* Tasks for this exercise *
1. In the forum thread on Sauron's appearance, copy the passage word for word, starting at "I don't think" and ending at "Arvedui (Jul 1, 2003)".
2. In the forum thread on Sauron's appearance, what event does Ithrynluin say destroyed Sauron's body?

==== Page excerpt ====

I think that since Sauron appeared as such a wise, and powerful "councillor", that he also appeared (not physically, but in terms of his persona) _fair_.

I don't think that fair is being used as a physical trait, but to describe the personality of Sauron, who after 'could never again appear fair to the eyes of Men.'


----------



## Arvedui (Jul 1, 2003)

I have always understood this the same way as Eriol describes concerning Morgoth. Both of them some sort of used some of their energy every time they changed form, so that in the end, they didn't have any 'fair forms' left, only the ugly one.

I think I have read something along these lines, but I can't remember where...


----------



## Ithrynluin (Jul 1, 2003)

*In response to Eriol*

It IS possible that after his body being destroyed in the Downfall, Sauron had the choice to appear fair ever after, or to appear not so fair ( ) ever after... But I prefer to see it as a punishment of sorts - he had a few chances to reform and turn back to good, and he refused them. Now Iluvatar, or whoever has imposed this upon Sauron, will make sure that he'll never be able to fool the good peoples, at least as far as _appearing_ fair goes. Maybe this was a restriction upon all the Ainur who entered Arda, and when they did evil and failed to reform after a few times, they would be stuck in an ugly, monstrous, menacing form forever (not that desirable really).

==== Dataset rows ====

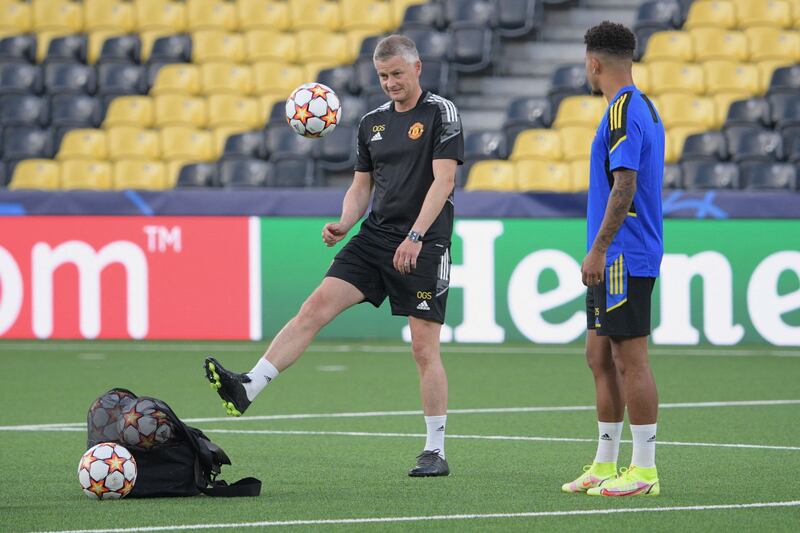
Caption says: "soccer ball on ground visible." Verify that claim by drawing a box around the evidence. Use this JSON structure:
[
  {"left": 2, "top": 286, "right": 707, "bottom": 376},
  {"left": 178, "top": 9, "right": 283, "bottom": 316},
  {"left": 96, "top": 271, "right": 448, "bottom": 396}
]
[
  {"left": 286, "top": 83, "right": 342, "bottom": 137},
  {"left": 117, "top": 398, "right": 175, "bottom": 450},
  {"left": 78, "top": 442, "right": 136, "bottom": 500}
]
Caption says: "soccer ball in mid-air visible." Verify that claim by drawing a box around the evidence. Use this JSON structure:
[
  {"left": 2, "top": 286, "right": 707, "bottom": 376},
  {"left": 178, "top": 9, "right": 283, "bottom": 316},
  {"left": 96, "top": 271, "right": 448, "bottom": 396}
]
[
  {"left": 117, "top": 398, "right": 175, "bottom": 450},
  {"left": 286, "top": 83, "right": 342, "bottom": 137},
  {"left": 78, "top": 442, "right": 136, "bottom": 500}
]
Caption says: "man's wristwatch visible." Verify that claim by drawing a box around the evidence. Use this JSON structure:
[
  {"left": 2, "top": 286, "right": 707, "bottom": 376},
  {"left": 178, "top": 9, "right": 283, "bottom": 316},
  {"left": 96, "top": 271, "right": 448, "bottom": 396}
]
[{"left": 406, "top": 229, "right": 422, "bottom": 242}]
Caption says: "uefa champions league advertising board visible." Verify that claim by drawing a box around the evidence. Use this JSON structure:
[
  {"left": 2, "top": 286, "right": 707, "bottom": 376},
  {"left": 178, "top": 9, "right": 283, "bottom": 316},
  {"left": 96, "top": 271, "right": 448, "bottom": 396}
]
[{"left": 0, "top": 217, "right": 800, "bottom": 346}]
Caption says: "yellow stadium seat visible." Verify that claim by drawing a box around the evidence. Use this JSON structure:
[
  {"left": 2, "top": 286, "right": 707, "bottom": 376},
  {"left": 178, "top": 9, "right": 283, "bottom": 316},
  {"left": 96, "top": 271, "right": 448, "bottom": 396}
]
[
  {"left": 642, "top": 31, "right": 694, "bottom": 61},
  {"left": 236, "top": 0, "right": 289, "bottom": 31},
  {"left": 192, "top": 30, "right": 246, "bottom": 63},
  {"left": 657, "top": 93, "right": 716, "bottom": 128},
  {"left": 161, "top": 126, "right": 215, "bottom": 161},
  {"left": 464, "top": 159, "right": 517, "bottom": 192},
  {"left": 691, "top": 28, "right": 748, "bottom": 62},
  {"left": 745, "top": 27, "right": 800, "bottom": 63},
  {"left": 732, "top": 0, "right": 792, "bottom": 28},
  {"left": 703, "top": 61, "right": 759, "bottom": 95},
  {"left": 244, "top": 29, "right": 297, "bottom": 63},
  {"left": 8, "top": 159, "right": 61, "bottom": 190},
  {"left": 135, "top": 0, "right": 186, "bottom": 33},
  {"left": 150, "top": 64, "right": 202, "bottom": 96},
  {"left": 631, "top": 63, "right": 650, "bottom": 93},
  {"left": 510, "top": 128, "right": 561, "bottom": 161},
  {"left": 114, "top": 159, "right": 167, "bottom": 190},
  {"left": 83, "top": 0, "right": 136, "bottom": 32},
  {"left": 0, "top": 0, "right": 33, "bottom": 33},
  {"left": 56, "top": 129, "right": 108, "bottom": 161},
  {"left": 186, "top": 0, "right": 239, "bottom": 31},
  {"left": 289, "top": 0, "right": 341, "bottom": 31},
  {"left": 107, "top": 126, "right": 161, "bottom": 160},
  {"left": 648, "top": 61, "right": 705, "bottom": 95},
  {"left": 569, "top": 159, "right": 591, "bottom": 192},
  {"left": 558, "top": 126, "right": 597, "bottom": 161},
  {"left": 200, "top": 63, "right": 253, "bottom": 95},
  {"left": 61, "top": 160, "right": 112, "bottom": 190},
  {"left": 340, "top": 0, "right": 394, "bottom": 34},
  {"left": 553, "top": 96, "right": 608, "bottom": 128},
  {"left": 683, "top": 0, "right": 736, "bottom": 30},
  {"left": 31, "top": 0, "right": 83, "bottom": 33},
  {"left": 516, "top": 160, "right": 572, "bottom": 192},
  {"left": 208, "top": 94, "right": 264, "bottom": 128},
  {"left": 155, "top": 94, "right": 208, "bottom": 128},
  {"left": 253, "top": 61, "right": 304, "bottom": 98},
  {"left": 103, "top": 96, "right": 155, "bottom": 128}
]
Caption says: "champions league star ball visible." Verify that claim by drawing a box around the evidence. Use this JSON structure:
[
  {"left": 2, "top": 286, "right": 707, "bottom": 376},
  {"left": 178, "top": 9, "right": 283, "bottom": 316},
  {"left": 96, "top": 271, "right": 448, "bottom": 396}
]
[
  {"left": 286, "top": 83, "right": 342, "bottom": 137},
  {"left": 78, "top": 442, "right": 136, "bottom": 500}
]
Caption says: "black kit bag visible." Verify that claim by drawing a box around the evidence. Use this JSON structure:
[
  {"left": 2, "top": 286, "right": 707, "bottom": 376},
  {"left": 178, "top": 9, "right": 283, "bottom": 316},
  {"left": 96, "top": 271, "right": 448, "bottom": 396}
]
[{"left": 86, "top": 388, "right": 261, "bottom": 498}]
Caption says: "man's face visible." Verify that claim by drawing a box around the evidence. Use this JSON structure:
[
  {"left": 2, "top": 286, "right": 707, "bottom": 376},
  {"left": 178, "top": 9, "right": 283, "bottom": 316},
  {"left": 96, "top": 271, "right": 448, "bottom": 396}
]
[{"left": 375, "top": 56, "right": 422, "bottom": 102}]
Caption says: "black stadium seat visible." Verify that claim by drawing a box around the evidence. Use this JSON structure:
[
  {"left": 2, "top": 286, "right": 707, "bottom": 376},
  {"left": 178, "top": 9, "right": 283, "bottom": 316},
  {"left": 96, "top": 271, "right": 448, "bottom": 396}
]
[
  {"left": 739, "top": 162, "right": 797, "bottom": 191},
  {"left": 0, "top": 94, "right": 49, "bottom": 128},
  {"left": 681, "top": 161, "right": 739, "bottom": 189}
]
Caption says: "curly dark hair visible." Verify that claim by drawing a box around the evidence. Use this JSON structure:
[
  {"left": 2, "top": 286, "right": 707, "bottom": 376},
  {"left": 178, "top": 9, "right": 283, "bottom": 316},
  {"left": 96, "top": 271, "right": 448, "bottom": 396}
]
[{"left": 583, "top": 20, "right": 636, "bottom": 59}]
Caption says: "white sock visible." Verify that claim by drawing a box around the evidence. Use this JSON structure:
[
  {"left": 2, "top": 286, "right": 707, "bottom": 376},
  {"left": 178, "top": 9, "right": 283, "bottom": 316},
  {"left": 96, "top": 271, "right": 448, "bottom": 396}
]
[
  {"left": 631, "top": 424, "right": 658, "bottom": 468},
  {"left": 425, "top": 415, "right": 447, "bottom": 459},
  {"left": 244, "top": 357, "right": 278, "bottom": 402},
  {"left": 594, "top": 421, "right": 622, "bottom": 463}
]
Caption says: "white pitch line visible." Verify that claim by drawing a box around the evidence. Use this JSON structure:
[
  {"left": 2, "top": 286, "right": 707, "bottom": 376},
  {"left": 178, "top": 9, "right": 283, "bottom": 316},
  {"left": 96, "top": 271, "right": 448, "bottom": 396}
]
[
  {"left": 25, "top": 500, "right": 800, "bottom": 533},
  {"left": 0, "top": 400, "right": 800, "bottom": 431}
]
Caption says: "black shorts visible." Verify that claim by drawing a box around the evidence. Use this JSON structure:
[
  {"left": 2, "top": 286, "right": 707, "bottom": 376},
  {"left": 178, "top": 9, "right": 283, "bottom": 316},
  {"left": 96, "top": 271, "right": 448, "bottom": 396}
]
[
  {"left": 586, "top": 263, "right": 656, "bottom": 337},
  {"left": 325, "top": 226, "right": 451, "bottom": 324}
]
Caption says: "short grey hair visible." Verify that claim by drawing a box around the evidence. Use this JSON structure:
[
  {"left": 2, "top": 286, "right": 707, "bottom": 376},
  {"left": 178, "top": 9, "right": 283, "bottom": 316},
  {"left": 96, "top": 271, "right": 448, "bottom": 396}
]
[{"left": 372, "top": 35, "right": 419, "bottom": 63}]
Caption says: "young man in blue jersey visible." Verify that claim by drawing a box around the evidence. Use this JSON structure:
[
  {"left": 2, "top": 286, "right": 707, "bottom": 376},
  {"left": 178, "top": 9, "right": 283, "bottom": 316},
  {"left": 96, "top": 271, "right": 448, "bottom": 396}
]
[{"left": 562, "top": 22, "right": 664, "bottom": 496}]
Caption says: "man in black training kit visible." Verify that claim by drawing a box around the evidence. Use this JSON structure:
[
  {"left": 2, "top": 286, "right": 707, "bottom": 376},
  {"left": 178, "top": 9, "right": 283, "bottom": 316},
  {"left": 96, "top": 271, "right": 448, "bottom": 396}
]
[{"left": 204, "top": 35, "right": 464, "bottom": 476}]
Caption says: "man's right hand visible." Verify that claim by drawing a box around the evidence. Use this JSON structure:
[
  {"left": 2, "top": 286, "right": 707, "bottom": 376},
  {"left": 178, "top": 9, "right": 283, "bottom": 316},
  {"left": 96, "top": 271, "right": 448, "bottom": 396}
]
[{"left": 322, "top": 222, "right": 350, "bottom": 248}]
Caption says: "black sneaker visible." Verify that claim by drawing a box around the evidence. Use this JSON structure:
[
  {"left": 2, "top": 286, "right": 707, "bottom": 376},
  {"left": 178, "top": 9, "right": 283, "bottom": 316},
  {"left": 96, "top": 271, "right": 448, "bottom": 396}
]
[
  {"left": 203, "top": 357, "right": 250, "bottom": 416},
  {"left": 408, "top": 450, "right": 450, "bottom": 477}
]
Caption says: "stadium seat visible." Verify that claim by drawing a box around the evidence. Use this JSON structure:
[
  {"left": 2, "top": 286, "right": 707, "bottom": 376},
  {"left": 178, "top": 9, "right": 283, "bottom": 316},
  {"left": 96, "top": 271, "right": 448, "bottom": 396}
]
[
  {"left": 135, "top": 0, "right": 186, "bottom": 33},
  {"left": 464, "top": 160, "right": 517, "bottom": 192},
  {"left": 0, "top": 34, "right": 36, "bottom": 63},
  {"left": 161, "top": 126, "right": 215, "bottom": 161},
  {"left": 106, "top": 126, "right": 161, "bottom": 160},
  {"left": 515, "top": 160, "right": 572, "bottom": 192},
  {"left": 56, "top": 129, "right": 108, "bottom": 161},
  {"left": 648, "top": 61, "right": 705, "bottom": 95},
  {"left": 642, "top": 31, "right": 694, "bottom": 61},
  {"left": 192, "top": 30, "right": 246, "bottom": 63},
  {"left": 244, "top": 29, "right": 297, "bottom": 63},
  {"left": 689, "top": 27, "right": 749, "bottom": 62},
  {"left": 553, "top": 96, "right": 608, "bottom": 128},
  {"left": 683, "top": 0, "right": 736, "bottom": 30},
  {"left": 200, "top": 63, "right": 253, "bottom": 95},
  {"left": 113, "top": 159, "right": 167, "bottom": 190},
  {"left": 186, "top": 0, "right": 238, "bottom": 31},
  {"left": 31, "top": 0, "right": 83, "bottom": 33},
  {"left": 510, "top": 128, "right": 563, "bottom": 161},
  {"left": 703, "top": 61, "right": 760, "bottom": 95},
  {"left": 681, "top": 161, "right": 739, "bottom": 189},
  {"left": 8, "top": 159, "right": 61, "bottom": 190},
  {"left": 253, "top": 61, "right": 305, "bottom": 96},
  {"left": 61, "top": 159, "right": 113, "bottom": 190},
  {"left": 0, "top": 94, "right": 50, "bottom": 128},
  {"left": 176, "top": 163, "right": 219, "bottom": 187},
  {"left": 739, "top": 162, "right": 797, "bottom": 191},
  {"left": 731, "top": 0, "right": 792, "bottom": 28},
  {"left": 745, "top": 28, "right": 800, "bottom": 63}
]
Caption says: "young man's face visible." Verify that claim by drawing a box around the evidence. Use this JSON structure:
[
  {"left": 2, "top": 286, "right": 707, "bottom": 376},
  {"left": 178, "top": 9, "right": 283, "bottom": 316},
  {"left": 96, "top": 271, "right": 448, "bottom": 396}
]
[{"left": 375, "top": 56, "right": 422, "bottom": 103}]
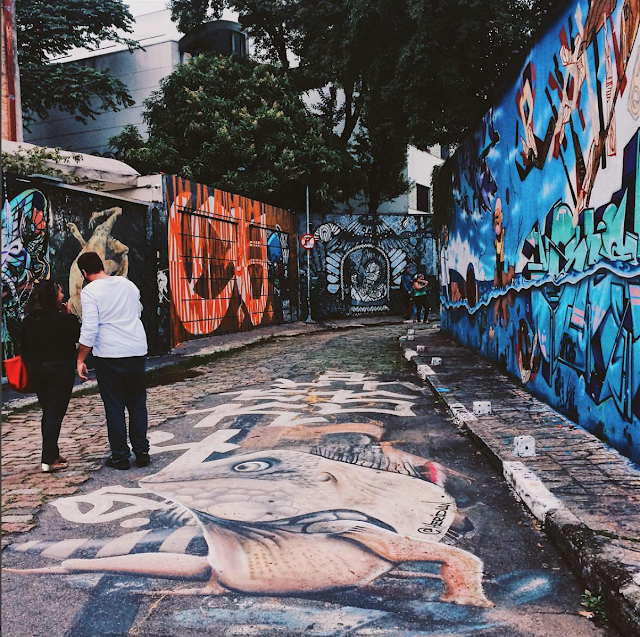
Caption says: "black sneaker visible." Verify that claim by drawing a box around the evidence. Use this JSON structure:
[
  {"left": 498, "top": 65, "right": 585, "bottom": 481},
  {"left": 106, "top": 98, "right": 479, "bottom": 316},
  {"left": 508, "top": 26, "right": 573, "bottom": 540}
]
[
  {"left": 136, "top": 452, "right": 151, "bottom": 467},
  {"left": 104, "top": 456, "right": 130, "bottom": 471}
]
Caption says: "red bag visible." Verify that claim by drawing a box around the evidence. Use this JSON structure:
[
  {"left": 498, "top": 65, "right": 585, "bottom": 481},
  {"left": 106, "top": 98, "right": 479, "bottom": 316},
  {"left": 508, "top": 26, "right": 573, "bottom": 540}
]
[{"left": 4, "top": 356, "right": 33, "bottom": 394}]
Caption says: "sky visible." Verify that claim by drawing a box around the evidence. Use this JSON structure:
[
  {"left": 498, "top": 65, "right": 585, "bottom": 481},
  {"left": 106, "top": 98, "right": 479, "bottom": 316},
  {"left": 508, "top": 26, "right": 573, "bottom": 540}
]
[{"left": 125, "top": 0, "right": 236, "bottom": 20}]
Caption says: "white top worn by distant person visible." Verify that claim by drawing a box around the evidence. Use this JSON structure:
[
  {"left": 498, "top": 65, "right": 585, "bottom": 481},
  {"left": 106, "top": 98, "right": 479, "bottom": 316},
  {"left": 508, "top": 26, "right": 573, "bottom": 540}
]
[{"left": 80, "top": 276, "right": 147, "bottom": 358}]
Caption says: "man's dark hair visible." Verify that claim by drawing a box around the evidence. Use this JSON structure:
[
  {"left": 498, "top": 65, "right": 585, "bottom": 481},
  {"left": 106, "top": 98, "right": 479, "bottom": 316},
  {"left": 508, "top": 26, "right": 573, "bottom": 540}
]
[{"left": 78, "top": 252, "right": 104, "bottom": 274}]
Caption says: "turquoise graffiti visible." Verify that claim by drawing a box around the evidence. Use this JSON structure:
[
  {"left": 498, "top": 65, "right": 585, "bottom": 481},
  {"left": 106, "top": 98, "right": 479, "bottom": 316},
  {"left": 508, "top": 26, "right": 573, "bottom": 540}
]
[
  {"left": 440, "top": 0, "right": 640, "bottom": 462},
  {"left": 2, "top": 186, "right": 49, "bottom": 359}
]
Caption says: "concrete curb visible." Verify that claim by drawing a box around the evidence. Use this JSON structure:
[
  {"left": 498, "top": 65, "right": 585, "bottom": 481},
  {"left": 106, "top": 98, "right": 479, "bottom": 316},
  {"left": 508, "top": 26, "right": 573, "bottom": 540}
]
[
  {"left": 2, "top": 318, "right": 403, "bottom": 416},
  {"left": 400, "top": 336, "right": 640, "bottom": 637}
]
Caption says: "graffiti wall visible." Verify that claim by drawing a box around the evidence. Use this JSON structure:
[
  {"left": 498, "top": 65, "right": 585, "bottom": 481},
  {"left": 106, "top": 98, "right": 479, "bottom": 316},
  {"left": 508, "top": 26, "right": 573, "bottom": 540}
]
[
  {"left": 2, "top": 176, "right": 168, "bottom": 358},
  {"left": 298, "top": 214, "right": 437, "bottom": 318},
  {"left": 164, "top": 177, "right": 298, "bottom": 343},
  {"left": 441, "top": 0, "right": 640, "bottom": 461}
]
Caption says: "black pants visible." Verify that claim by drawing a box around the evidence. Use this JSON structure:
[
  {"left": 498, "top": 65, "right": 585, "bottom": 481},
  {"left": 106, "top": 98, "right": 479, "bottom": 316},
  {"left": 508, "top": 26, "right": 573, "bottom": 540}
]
[
  {"left": 93, "top": 356, "right": 149, "bottom": 460},
  {"left": 28, "top": 360, "right": 76, "bottom": 464},
  {"left": 413, "top": 294, "right": 429, "bottom": 321}
]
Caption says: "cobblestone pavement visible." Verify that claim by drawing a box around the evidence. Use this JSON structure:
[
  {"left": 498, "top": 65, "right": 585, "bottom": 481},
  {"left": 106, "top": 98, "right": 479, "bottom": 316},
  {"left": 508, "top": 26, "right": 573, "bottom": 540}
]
[
  {"left": 2, "top": 326, "right": 615, "bottom": 637},
  {"left": 403, "top": 326, "right": 640, "bottom": 634},
  {"left": 2, "top": 325, "right": 403, "bottom": 546}
]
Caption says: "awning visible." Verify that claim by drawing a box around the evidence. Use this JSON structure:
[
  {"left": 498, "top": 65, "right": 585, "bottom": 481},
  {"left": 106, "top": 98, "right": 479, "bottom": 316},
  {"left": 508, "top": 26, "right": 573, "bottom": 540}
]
[{"left": 2, "top": 139, "right": 140, "bottom": 190}]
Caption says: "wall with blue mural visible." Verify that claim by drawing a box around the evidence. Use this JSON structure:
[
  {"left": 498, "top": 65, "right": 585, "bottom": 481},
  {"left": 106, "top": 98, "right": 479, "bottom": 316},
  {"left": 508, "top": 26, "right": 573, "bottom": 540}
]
[{"left": 441, "top": 0, "right": 640, "bottom": 461}]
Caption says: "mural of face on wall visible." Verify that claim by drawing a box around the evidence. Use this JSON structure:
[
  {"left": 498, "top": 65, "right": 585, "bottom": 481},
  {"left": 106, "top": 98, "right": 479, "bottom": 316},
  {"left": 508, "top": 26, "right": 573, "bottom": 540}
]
[
  {"left": 311, "top": 215, "right": 430, "bottom": 315},
  {"left": 165, "top": 177, "right": 294, "bottom": 342},
  {"left": 2, "top": 188, "right": 49, "bottom": 358},
  {"left": 441, "top": 0, "right": 640, "bottom": 459},
  {"left": 5, "top": 372, "right": 493, "bottom": 613},
  {"left": 67, "top": 207, "right": 129, "bottom": 318}
]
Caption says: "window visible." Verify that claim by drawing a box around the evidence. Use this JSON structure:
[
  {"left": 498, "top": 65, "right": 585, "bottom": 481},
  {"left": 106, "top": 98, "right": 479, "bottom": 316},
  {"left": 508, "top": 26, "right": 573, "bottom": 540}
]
[{"left": 416, "top": 184, "right": 431, "bottom": 213}]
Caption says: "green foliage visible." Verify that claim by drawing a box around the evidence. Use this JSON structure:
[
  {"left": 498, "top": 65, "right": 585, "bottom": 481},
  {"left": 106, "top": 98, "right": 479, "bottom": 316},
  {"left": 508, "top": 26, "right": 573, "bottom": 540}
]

====

* Outputs for the tasks *
1.
I don't think that fair is being used as a physical trait, but to describe the personality of Sauron, who after 'could never again appear fair to the eyes of Men.'


----------



## Arvedui (Jul 1, 2003)

2. The Downfall.